In April 1900, Henri offered the Deutsch de la Meurthe prize, also simply known as the Deutsch prize, of 100,000 francs to the first machine capable of flying a round trip from the Parc Saint Cloud to the Eiffel Tower in Paris and back in less than 30 minutes. The winner of the prize needed to maintain an average ground speed of at least 22 km/h to cover the round trip distance of 11 km in the allotted time. The prize was to be available from May 1, 1900, to October 1, 1903.

To win the prize, Alberto Santos-Dumont decided to build the Santos-Dumont No. 5, a larger airship than his earlier craft. On August 8, 1901, during one of his attempts, the dirigible began to lose hydrogen gas. It started to descend and was unable to clear the roof of the Trocadero Hotel. Santos-Dumont was left hanging in a basket from the side of the hotel. With the help of the Paris fire brigade, he climbed to the roof without injury.
-------------------------
Directions:
1. In the passage on the Deutsch prize, rewrite the text from "To win the prize, Alberto" to "roof without injury.", replacing "Paris fire brigade" with "city fire brigade".
2. List every date that appears in the passage on the Deutsch prize, including any given only as a month and year.
3. According to the passage on the Deutsch prize, are these statements true? (a) The prize was worth 100,000 francs. (b) The round trip covered 22 km. (c) Santos-Dumont was injured in the incident at the hotel.
-------------------------
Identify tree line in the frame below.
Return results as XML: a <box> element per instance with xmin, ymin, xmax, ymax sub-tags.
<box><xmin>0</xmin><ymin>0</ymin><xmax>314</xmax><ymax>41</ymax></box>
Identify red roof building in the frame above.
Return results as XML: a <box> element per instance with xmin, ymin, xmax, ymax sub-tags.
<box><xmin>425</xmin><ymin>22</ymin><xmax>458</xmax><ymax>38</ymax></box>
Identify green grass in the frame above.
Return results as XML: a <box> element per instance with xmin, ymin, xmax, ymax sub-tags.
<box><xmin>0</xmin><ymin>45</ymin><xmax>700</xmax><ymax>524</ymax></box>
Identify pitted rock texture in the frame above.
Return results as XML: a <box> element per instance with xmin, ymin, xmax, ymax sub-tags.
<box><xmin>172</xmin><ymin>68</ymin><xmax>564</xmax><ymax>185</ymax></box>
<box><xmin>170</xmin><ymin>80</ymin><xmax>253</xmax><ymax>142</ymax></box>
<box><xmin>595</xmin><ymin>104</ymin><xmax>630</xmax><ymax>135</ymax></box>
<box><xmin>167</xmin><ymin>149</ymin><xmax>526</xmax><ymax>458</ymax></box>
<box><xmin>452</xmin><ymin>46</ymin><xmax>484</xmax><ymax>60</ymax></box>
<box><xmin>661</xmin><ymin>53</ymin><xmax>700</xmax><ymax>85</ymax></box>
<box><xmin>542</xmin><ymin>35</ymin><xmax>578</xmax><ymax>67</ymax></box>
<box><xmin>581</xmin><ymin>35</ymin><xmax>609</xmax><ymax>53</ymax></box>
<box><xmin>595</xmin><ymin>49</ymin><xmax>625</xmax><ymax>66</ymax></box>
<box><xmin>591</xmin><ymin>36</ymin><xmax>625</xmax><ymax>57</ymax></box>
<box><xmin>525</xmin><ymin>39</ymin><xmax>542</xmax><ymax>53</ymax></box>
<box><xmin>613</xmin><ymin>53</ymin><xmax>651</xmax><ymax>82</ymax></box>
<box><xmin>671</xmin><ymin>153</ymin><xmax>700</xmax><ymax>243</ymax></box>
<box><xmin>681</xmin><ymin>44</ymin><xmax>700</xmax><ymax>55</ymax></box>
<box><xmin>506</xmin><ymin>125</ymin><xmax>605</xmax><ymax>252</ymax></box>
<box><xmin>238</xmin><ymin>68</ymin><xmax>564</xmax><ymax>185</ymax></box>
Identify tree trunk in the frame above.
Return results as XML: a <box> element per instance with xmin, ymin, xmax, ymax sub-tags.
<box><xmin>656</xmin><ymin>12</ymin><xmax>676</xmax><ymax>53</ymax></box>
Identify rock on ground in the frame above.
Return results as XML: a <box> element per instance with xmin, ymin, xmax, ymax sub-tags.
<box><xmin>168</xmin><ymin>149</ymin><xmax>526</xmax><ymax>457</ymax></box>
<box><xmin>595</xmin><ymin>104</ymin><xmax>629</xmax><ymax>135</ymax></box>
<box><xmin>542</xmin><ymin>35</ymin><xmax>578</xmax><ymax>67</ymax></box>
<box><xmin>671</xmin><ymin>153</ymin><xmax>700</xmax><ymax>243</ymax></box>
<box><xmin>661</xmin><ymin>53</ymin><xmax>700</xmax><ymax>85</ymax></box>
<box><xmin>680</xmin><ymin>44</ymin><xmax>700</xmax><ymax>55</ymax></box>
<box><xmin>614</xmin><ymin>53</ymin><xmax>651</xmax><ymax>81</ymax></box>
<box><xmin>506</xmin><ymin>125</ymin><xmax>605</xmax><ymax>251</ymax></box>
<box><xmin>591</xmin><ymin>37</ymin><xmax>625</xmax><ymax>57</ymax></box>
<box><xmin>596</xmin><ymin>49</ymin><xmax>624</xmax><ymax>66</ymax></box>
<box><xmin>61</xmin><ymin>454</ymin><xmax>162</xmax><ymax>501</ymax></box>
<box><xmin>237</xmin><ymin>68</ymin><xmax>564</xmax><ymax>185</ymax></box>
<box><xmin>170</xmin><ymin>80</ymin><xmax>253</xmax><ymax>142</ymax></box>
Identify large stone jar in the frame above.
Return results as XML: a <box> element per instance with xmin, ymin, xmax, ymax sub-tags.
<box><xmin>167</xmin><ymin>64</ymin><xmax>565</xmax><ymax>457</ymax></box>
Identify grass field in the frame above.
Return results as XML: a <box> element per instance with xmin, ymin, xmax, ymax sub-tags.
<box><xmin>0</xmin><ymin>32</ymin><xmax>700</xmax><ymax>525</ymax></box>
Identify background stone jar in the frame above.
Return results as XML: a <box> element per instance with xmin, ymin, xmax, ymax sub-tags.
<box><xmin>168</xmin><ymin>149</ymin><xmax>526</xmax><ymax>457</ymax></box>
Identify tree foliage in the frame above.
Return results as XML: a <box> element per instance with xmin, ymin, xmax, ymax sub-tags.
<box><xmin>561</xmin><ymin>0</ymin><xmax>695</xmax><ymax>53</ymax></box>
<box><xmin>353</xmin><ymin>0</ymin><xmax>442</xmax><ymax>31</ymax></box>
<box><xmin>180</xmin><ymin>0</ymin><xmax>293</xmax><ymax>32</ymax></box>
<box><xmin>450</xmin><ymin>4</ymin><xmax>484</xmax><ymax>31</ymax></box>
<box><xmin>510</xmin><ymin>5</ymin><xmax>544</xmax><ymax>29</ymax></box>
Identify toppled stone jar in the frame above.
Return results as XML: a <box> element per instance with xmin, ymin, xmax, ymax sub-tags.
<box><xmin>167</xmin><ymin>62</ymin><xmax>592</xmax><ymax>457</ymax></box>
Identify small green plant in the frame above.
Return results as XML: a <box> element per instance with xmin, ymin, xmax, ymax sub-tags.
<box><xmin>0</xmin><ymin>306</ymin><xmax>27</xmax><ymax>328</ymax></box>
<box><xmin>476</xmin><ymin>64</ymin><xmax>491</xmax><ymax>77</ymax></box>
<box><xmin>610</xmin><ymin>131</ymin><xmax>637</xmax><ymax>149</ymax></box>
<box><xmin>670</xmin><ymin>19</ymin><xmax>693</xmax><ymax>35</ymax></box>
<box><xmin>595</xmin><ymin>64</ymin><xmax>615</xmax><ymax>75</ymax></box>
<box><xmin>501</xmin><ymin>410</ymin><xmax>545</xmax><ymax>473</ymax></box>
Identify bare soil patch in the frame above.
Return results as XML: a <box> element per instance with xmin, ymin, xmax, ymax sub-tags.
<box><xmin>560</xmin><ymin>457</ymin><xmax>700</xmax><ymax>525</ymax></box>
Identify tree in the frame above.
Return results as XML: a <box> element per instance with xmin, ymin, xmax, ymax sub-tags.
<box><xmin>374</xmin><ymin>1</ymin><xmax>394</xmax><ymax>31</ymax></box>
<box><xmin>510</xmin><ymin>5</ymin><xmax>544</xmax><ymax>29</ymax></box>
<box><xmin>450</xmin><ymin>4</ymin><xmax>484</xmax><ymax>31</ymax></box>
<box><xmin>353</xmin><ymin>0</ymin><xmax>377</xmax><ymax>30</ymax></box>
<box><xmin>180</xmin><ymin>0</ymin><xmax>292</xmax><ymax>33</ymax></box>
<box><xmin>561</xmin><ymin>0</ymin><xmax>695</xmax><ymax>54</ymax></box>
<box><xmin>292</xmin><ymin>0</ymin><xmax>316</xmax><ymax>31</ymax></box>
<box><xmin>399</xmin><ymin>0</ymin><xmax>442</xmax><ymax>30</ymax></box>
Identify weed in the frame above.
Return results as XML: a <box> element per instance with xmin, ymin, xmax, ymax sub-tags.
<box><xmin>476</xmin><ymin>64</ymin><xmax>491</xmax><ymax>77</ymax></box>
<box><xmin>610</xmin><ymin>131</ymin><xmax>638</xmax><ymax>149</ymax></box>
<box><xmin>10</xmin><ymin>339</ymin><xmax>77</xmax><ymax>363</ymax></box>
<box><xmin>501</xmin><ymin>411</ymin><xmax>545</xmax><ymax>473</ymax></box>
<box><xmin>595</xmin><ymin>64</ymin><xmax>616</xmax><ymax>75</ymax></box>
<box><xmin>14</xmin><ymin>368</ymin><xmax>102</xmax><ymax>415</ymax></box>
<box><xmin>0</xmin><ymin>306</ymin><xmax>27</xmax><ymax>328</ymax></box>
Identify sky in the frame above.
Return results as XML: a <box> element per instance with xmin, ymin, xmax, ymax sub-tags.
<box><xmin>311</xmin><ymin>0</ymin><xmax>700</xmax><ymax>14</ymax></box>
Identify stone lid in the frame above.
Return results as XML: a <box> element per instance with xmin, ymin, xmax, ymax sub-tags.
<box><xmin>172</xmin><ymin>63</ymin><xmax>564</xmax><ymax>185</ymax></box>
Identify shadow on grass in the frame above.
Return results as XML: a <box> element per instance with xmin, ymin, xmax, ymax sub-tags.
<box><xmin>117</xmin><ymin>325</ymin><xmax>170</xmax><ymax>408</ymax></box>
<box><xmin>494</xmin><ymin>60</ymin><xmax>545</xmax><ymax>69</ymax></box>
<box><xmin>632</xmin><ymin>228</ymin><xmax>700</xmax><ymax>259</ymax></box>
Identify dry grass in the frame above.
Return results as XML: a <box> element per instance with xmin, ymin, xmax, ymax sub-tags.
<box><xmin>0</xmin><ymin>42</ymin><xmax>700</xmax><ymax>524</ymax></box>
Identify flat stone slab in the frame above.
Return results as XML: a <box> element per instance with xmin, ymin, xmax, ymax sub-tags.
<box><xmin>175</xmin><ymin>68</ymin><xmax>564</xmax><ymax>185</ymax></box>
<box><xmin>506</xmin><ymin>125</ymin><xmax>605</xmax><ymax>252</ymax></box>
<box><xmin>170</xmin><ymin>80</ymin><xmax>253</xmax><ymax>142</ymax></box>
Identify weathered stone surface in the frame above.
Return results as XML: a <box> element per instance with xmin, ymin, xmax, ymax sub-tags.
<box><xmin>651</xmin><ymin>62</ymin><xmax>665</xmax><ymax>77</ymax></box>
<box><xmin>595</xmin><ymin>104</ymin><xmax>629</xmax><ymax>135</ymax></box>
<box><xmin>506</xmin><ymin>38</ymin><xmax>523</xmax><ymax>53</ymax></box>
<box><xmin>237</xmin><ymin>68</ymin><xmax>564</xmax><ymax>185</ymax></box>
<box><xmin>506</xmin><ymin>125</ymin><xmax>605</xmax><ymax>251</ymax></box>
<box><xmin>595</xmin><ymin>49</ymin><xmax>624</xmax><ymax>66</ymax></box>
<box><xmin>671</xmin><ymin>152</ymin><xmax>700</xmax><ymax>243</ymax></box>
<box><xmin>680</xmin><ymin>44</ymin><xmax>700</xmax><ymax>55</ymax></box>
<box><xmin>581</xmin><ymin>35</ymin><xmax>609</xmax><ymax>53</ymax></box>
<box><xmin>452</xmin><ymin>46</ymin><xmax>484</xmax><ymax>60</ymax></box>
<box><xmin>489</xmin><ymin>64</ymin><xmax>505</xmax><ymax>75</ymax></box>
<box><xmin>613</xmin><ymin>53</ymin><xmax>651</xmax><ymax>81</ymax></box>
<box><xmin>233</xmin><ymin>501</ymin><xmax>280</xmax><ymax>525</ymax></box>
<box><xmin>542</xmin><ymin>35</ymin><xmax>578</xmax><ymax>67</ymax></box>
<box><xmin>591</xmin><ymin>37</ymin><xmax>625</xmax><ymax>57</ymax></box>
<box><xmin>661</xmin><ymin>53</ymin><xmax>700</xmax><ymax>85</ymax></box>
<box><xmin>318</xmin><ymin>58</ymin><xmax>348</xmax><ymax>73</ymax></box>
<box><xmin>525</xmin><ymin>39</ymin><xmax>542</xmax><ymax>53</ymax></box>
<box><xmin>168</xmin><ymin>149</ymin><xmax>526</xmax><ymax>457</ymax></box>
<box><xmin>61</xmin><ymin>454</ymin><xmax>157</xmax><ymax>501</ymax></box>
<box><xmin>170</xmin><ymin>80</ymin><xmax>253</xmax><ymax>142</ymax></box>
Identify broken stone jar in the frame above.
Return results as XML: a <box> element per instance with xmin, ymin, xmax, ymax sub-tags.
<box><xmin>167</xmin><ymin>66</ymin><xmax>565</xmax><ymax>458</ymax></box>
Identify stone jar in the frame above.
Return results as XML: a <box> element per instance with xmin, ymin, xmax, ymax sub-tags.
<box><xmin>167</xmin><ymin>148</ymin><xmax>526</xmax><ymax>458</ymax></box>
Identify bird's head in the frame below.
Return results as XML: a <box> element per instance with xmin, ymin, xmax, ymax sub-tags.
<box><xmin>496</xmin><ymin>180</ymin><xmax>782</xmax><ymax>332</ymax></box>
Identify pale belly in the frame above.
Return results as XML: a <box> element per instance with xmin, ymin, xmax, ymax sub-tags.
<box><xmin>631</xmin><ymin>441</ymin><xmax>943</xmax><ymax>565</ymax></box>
-------------------------
Exercise answers:
1.
To win the prize, Alberto Santos-Dumont decided to build the Santos-Dumont No. 5, a larger airship than his earlier craft. On August 8, 1901, during one of his attempts, the dirigible began to lose hydrogen gas. It started to descend and was unable to clear the roof of the Trocadero Hotel. Santos-Dumont was left hanging in a basket from the side of the hotel. With the help of the city fire brigade, he climbed to the roof without injury.

2.
April 1900
May 1, 1900
October 1, 1903
August 8, 1901

3.
(a) Yes: "of 100,000 francs"
(b) No: "the round trip distance of 11 km"
(c) No: "he climbed to the roof without injury"